● Задание
Ответьте, пожалуйста, по фрагменту документа на каждый вопрос отдельной строкой:
(а) В какую войну, по тексту, человечество соскользнуло маленькими шажками?
(б) Народы каких двух ключевых экономик современного мира делают «маленькие шаги»?
(в) Скольким процентам избирателей Ромни объявил войну?

Просто потому, что его работа действительно заключается в оптимизации в первую очередь именно национальных, а отнюдь не глобальных процессов. И существующие в настоящее время институты, исторически сложившиеся на национальном уровне, на глобальном уровне, на котором и развертываются современные кризисные явления, попросту не работают и потому обречены на заведомую беспомощность. В силу изложенного стратегический выбор в условиях глобального кризиса будет делаться современным человечеством неосознанно, стихийно, разрозненными шагами, направленными на решение отдельных, не связанных друг с другом текущих проблем.


Да, этот слепой подход весьма разрушителен. Стоит вспомнить, как именно таким путем — маленькими шажками в разных направлениях и по разным поводам — соскользнуло человечество в чудовищную Первую мировую войну, которой не желали лидеры ни одной из ее основных стран-участниц.


Поэтому сегодня для понимания состояния и ближайших перспектив человечества первоочередное значение приобретают именно «маленькие шаги», которые порознь и, скорее все-


го, незаметно для себя, при помощи совершенно разных институтов делают народы двух ключевых экономик современного мира — США и Китая. (Инерция и идеологизация европейской бюрократии, равно как и глубокая внутренняя дифференциация Европы, надежно исключает возможность европейских народов делать какой бы то ни было выбор даже в отношении своей собственной европейской экономики, третьей из определяющих судьбу человечества.)


Пока ситуация обнадеживает: несмотря на стратегическую безысходность, ни один из «маленьких шажков», делаемых сегодня ключевыми странами мира, не создает видимой угрозы их превращения в «большой шаг для всего человечества», срывающий его в пропасть глобальной депрессии.


США: как продлить путь к концу света


Ромни проиграл Обаме не потому, что он мормон, и даже не потому, что он белый.


Он не смог предложить США (а в силу их значения и всему миру), сталкивающимся с качественно новыми условиями качественно новой эпохи и вполне естественно ожидающим новых целей, нового стиля жизни и новых методов работы, ничего нового.


Его обращенность в прошлое была обескураживающей. На ее фоне меркло даже самоубийственное само по себе в условиях кризиса и обнищания среднего класса отрицание социальных ценностей. Главное несчастье Ромни заключалось даже не в непринужденном и очень искреннем объявлении войны 47% избирателей, но в нестерпимой скучности и привычности этого объявления, в том, что оно, хотя и выраженное в иной форме, уже было 30 лет назад.

● Исходные данные
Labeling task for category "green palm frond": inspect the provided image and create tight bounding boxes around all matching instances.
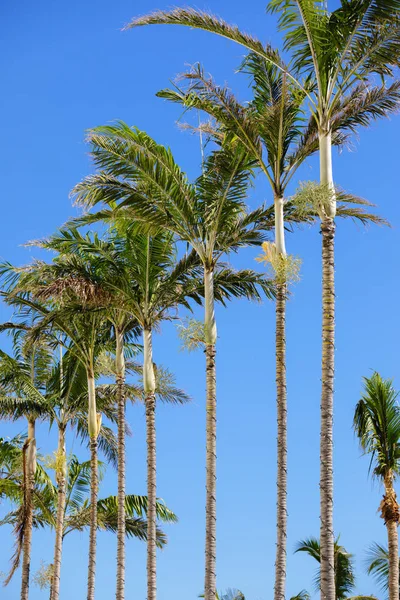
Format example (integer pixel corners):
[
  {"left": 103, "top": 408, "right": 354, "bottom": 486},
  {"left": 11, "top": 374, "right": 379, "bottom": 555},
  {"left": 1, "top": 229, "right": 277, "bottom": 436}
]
[
  {"left": 295, "top": 538, "right": 355, "bottom": 600},
  {"left": 125, "top": 8, "right": 284, "bottom": 76},
  {"left": 354, "top": 372, "right": 400, "bottom": 479},
  {"left": 365, "top": 542, "right": 389, "bottom": 592},
  {"left": 290, "top": 590, "right": 311, "bottom": 600}
]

● Ответ
(а) В Первую мировую войну.
(б) США и Китая.
(в) 47%.